Source text:

*-*-*

Nursing Home Services
See definition of "long-term care facility."
Nursing homes provide both skilled nursing care and intermediate
nursing care. "Skilled nursing care" is defined as "the provision
of nursing care services, health-related services, and social services under
the supervision of a licensed registered nurse on a 24-hour basis"(50-5-101(54),
Montana Code Annotated [MCA]). "Intermediate nursing care" is "the
provision of nursing care services, health-related services, and social services
under the supervision of a licensed nurse to patients not requiring 24-hour
nursing care"(50-5-101(32), MCA).
Comprehensive long-term care, including nursing
home services, should be readily available and accessible to those
Montanans in need of such services, provided at the closest proximity
possible, under the premise that nursing home patients are best
served in their local communities.
- To promote the provision of nursing home services in facilities
that provide residents with a level of care in accordance with all
licensure and certification standards, and that provide care to all
residents, regardless of the resident's source of payment.
- To encourage the continued development and maintenance of services
by nursing homes and the viability of those existing homes. Communities
with multiple nursing homes should maintain an average community
occupancy rate of at least 95 percent.

*-*-*

Material shown:
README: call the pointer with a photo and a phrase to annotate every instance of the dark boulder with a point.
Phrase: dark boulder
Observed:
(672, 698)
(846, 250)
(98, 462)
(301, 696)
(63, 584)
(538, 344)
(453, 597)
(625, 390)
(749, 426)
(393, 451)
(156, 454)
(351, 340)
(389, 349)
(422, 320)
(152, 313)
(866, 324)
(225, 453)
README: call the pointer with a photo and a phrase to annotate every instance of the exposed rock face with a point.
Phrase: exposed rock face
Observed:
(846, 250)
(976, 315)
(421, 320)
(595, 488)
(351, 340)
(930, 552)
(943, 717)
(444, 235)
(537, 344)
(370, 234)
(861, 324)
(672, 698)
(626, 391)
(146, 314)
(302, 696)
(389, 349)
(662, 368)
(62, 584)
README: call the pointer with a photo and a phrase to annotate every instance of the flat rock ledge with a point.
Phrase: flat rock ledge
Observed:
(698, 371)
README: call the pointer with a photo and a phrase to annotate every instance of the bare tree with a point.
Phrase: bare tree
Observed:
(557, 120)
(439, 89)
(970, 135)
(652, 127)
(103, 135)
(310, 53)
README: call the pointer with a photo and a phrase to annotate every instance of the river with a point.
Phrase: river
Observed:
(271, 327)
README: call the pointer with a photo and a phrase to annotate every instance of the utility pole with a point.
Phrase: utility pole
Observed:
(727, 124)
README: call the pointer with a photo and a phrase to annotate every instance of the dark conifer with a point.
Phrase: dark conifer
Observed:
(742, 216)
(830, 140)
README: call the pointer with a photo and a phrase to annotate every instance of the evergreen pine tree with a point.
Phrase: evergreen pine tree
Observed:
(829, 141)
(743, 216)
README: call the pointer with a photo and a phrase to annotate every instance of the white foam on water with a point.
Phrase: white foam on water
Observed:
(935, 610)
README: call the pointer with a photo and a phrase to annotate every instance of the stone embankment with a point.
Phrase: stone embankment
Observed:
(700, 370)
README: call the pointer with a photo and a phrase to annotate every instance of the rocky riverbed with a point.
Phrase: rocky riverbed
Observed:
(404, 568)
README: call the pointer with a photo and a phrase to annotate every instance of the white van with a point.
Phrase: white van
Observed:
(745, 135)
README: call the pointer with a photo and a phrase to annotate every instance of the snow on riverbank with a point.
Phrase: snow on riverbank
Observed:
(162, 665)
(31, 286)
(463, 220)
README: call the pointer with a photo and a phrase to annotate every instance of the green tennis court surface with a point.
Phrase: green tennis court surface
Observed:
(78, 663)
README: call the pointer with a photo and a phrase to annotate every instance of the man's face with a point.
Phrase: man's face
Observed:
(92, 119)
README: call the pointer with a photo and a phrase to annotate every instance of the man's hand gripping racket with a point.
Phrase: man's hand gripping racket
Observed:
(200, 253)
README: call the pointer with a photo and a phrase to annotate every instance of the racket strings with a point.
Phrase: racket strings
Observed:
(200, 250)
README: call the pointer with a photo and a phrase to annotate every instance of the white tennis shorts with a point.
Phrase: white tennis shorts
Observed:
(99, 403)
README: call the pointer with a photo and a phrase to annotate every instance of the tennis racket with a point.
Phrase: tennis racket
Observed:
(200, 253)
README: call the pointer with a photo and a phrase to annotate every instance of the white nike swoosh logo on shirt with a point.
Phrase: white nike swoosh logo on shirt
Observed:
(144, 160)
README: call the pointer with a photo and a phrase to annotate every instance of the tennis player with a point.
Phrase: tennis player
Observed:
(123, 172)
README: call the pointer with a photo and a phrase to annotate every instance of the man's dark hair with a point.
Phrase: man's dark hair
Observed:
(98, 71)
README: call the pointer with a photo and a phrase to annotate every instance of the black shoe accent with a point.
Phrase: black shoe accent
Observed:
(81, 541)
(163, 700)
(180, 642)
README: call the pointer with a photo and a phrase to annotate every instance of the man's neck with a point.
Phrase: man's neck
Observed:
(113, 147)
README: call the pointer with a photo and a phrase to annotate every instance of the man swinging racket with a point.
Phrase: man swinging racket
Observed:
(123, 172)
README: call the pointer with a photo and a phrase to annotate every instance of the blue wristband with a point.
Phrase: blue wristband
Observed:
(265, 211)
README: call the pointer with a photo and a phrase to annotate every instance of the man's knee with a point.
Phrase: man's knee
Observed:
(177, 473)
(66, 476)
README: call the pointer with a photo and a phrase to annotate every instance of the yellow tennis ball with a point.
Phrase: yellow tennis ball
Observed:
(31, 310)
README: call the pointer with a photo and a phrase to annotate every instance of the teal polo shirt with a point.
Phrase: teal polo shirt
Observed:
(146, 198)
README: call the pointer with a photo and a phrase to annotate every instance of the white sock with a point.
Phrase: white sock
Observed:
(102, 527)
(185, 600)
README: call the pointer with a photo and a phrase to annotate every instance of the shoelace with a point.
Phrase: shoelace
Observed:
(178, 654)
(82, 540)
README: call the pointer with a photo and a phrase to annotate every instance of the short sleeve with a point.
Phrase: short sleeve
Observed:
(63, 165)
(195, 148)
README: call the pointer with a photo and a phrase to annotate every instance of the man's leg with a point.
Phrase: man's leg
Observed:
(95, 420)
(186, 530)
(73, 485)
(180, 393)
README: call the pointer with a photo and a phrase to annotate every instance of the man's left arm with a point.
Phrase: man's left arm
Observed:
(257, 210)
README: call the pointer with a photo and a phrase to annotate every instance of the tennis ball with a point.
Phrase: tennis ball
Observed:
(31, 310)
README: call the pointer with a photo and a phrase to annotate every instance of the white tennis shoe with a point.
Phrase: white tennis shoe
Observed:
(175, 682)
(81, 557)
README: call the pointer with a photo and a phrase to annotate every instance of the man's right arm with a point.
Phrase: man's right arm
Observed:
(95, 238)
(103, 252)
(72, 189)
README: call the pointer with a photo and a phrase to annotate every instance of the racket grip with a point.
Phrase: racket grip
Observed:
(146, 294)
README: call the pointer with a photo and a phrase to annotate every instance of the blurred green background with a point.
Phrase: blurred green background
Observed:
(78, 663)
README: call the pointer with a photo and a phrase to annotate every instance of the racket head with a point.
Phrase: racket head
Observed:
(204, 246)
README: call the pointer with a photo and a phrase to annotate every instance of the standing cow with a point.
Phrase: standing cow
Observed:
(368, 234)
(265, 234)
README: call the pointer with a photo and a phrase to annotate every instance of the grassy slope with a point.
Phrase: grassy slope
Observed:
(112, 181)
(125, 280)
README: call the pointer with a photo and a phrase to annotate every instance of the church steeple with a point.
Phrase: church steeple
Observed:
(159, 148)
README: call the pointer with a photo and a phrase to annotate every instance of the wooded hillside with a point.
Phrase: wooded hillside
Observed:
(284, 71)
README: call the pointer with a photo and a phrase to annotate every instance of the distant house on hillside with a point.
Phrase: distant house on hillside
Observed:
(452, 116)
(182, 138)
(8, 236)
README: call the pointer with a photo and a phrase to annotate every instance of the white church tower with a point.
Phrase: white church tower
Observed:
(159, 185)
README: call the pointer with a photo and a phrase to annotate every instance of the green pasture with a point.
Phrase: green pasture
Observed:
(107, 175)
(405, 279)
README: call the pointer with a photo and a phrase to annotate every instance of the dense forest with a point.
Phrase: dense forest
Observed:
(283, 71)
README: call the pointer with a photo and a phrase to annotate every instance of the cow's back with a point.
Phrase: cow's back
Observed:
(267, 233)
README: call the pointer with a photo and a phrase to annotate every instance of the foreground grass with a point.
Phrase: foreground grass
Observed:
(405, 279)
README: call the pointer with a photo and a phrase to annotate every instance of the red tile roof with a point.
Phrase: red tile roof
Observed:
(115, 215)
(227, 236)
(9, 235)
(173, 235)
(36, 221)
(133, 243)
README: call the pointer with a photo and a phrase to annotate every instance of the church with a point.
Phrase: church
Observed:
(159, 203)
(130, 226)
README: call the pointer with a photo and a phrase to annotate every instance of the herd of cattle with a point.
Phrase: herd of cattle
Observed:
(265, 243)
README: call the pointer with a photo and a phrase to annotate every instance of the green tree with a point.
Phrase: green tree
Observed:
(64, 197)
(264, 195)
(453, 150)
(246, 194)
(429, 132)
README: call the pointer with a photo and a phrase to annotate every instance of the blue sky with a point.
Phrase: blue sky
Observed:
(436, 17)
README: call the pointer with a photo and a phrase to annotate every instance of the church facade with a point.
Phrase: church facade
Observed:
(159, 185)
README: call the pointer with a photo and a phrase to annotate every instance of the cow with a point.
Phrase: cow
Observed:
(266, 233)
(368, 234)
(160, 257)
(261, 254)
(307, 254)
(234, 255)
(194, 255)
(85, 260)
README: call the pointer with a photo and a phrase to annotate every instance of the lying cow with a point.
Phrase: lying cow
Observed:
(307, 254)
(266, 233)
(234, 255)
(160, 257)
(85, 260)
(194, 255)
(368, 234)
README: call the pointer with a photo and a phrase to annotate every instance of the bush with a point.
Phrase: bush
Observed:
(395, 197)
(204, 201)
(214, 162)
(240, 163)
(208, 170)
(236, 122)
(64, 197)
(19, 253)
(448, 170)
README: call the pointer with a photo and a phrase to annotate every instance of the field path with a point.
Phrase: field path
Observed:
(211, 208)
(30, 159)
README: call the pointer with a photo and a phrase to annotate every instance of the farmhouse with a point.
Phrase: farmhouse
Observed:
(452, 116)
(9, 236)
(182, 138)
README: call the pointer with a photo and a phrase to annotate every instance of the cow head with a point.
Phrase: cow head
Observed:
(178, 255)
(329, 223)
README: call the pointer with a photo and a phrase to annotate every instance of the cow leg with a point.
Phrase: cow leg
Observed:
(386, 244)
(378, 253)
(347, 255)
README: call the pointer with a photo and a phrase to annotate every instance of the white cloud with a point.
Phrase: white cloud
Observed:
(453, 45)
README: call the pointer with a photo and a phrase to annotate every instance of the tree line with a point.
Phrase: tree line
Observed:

*-*-*

List the three kinds of services that the nursing home services text names in both its definition of skilled nursing care and its definition of intermediate nursing care. The material comes from a different source than the nursing home services text.

Answer below:
- Nursing care services
- Health-related services
- Social services